[Coordinate labeling data]
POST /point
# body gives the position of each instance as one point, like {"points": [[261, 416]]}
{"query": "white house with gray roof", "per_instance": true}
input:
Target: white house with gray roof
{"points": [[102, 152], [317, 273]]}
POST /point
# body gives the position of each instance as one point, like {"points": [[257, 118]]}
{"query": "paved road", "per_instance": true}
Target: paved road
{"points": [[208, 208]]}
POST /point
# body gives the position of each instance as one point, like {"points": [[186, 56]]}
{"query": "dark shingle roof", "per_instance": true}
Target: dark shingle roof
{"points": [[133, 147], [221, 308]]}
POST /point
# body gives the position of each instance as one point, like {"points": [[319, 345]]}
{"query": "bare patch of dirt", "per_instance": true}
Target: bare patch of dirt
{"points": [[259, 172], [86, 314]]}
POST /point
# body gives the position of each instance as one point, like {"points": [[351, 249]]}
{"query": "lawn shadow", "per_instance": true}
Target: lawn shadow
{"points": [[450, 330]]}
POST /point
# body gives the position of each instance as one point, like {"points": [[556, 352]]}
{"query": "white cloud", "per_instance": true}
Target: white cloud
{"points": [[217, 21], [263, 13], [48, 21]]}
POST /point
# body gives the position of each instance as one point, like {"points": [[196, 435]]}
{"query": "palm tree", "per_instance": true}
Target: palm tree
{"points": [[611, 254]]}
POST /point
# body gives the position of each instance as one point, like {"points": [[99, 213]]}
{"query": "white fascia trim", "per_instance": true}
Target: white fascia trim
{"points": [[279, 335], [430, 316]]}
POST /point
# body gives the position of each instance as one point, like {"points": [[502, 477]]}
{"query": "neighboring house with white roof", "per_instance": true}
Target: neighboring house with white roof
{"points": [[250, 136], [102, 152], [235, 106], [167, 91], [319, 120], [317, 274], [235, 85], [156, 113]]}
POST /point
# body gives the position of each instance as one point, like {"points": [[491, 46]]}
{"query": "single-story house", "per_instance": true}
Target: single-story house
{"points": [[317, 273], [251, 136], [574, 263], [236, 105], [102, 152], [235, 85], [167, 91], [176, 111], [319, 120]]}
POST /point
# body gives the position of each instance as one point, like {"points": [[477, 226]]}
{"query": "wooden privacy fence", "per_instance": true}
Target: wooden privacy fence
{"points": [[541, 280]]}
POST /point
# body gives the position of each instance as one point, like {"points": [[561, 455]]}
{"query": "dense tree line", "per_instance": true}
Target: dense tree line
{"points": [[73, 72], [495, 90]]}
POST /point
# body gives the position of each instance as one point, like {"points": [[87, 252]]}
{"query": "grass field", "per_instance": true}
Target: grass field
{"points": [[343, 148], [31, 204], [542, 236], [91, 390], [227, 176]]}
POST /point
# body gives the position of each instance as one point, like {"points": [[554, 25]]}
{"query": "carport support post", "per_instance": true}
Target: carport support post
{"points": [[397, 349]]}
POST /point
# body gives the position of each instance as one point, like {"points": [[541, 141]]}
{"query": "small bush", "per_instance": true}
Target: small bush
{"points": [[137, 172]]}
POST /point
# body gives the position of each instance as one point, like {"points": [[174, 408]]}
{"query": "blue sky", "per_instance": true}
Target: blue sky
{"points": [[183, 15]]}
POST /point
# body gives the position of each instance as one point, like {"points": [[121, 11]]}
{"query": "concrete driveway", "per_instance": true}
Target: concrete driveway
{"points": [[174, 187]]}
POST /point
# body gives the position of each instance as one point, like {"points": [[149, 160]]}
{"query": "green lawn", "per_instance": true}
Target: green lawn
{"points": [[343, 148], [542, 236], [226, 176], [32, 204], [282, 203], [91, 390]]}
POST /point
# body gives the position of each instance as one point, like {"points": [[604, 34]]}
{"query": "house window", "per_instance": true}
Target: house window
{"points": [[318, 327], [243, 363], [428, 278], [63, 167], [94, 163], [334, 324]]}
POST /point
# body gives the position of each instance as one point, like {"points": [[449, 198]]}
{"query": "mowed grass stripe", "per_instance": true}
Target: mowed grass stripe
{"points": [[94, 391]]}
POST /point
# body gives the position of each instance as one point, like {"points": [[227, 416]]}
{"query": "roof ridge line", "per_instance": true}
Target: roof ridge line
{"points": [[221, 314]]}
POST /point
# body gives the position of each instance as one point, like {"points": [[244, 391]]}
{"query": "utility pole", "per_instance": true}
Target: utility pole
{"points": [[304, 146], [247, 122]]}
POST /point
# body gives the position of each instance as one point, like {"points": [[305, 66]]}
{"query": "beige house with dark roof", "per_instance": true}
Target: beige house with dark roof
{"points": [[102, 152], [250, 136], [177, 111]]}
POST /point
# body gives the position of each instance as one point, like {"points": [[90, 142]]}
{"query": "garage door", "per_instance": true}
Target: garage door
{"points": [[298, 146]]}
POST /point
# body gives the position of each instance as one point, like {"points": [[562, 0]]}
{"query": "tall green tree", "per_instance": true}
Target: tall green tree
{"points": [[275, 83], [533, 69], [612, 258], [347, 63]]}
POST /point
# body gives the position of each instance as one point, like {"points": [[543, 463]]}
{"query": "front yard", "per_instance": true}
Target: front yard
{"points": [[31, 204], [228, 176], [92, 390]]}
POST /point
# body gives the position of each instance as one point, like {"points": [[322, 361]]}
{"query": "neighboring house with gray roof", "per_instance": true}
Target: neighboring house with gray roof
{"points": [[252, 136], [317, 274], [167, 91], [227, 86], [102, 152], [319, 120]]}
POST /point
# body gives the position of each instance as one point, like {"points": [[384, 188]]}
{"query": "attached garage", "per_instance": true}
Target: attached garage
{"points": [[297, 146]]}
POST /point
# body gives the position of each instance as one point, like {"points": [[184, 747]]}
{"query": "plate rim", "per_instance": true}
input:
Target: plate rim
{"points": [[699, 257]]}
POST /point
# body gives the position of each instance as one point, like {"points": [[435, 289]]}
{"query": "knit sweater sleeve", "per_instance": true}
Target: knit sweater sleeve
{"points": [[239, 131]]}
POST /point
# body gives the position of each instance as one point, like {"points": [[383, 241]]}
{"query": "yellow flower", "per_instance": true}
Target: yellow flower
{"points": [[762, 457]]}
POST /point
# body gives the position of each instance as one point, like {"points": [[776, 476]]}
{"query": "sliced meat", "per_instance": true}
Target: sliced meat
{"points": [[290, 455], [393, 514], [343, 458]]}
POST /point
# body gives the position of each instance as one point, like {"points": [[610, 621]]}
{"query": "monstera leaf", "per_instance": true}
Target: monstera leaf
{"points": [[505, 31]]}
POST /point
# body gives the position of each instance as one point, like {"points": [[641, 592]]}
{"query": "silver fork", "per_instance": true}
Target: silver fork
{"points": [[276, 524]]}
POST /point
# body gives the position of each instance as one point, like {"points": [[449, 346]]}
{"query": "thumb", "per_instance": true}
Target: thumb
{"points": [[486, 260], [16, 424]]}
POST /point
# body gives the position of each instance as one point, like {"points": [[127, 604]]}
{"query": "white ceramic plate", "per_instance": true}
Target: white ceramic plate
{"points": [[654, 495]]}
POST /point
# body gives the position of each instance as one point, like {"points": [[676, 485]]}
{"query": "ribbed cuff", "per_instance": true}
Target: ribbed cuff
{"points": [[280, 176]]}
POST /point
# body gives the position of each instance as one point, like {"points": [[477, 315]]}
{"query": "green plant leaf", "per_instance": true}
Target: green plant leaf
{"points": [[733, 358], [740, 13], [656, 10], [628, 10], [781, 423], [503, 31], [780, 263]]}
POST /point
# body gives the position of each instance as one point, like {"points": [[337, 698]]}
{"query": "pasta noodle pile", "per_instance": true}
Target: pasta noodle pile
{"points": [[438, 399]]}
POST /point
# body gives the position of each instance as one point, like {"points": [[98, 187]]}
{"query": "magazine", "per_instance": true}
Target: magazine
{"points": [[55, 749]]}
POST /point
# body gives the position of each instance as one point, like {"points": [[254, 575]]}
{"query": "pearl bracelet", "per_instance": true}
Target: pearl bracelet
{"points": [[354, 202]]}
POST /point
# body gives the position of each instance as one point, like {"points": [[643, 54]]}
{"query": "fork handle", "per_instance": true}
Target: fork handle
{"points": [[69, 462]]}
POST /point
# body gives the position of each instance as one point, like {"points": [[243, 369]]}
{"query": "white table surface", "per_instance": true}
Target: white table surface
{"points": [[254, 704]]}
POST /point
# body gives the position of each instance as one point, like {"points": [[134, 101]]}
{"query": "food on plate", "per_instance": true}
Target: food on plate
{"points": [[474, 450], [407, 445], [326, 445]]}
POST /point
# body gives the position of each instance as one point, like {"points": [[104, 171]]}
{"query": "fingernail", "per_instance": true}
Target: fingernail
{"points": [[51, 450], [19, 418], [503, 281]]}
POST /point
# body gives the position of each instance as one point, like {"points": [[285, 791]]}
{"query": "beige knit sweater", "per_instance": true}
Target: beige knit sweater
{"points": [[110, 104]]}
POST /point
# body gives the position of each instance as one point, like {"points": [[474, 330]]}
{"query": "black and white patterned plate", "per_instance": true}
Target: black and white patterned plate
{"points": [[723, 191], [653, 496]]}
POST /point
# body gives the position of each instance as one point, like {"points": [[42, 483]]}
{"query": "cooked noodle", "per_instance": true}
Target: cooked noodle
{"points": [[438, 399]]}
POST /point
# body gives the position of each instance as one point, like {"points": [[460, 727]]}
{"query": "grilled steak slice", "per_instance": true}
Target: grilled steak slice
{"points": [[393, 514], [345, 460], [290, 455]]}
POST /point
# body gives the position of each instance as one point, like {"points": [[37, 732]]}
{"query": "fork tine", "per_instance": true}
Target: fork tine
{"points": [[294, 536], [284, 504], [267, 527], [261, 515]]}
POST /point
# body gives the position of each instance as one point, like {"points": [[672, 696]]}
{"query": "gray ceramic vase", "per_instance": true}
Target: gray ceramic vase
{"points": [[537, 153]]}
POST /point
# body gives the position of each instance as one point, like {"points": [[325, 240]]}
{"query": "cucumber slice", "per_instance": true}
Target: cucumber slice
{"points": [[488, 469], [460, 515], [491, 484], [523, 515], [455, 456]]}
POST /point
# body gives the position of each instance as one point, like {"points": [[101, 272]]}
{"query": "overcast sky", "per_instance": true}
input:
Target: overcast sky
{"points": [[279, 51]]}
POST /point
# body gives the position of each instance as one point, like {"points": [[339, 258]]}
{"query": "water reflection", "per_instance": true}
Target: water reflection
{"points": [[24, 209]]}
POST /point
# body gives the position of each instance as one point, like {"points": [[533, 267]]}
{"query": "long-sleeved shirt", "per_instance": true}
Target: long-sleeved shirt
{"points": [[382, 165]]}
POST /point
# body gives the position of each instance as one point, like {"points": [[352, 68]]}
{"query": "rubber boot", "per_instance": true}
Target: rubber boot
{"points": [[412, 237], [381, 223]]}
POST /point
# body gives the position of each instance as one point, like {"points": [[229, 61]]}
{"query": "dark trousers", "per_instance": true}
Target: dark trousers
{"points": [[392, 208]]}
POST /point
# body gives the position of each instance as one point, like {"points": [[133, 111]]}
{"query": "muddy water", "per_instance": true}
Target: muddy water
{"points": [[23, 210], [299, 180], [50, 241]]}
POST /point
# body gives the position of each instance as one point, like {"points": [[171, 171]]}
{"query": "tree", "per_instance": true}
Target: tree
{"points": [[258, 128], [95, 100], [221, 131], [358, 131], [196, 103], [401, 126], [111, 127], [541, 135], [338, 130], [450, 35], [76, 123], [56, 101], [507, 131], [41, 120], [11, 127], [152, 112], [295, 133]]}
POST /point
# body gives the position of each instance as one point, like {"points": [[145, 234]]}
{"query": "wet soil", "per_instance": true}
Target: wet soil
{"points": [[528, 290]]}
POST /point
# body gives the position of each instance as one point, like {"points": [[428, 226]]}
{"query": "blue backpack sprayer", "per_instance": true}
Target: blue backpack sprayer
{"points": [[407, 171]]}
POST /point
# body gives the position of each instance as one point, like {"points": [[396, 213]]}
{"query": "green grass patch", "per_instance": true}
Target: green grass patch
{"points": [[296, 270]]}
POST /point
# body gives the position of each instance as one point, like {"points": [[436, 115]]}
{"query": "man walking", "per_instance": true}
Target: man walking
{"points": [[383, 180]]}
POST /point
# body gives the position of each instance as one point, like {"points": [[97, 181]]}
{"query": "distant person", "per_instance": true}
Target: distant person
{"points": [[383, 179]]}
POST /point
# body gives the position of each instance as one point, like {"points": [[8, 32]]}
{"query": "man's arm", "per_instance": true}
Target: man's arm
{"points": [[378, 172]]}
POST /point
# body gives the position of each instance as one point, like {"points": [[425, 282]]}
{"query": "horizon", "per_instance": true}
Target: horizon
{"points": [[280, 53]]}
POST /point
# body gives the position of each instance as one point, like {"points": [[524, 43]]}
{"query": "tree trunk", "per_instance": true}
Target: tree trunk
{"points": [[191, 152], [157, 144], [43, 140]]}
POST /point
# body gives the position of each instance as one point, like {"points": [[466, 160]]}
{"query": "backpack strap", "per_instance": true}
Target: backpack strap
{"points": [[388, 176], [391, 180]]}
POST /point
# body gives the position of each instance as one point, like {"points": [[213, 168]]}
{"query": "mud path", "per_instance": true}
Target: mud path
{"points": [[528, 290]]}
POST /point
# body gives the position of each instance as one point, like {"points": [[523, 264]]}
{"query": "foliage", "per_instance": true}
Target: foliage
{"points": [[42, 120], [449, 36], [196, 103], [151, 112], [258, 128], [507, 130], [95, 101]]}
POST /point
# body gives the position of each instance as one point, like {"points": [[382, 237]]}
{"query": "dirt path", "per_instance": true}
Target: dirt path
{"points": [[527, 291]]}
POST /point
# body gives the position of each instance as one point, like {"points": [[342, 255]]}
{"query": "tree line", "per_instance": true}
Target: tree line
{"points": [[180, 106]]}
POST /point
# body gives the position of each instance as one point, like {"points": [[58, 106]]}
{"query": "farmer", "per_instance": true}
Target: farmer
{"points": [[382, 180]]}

WHAT NEEDS TO BE DONE:
State how many lines of the listing above contain the word "paved". Reply with the number alone.

RESPONSE FOR THIS EXERCISE:
2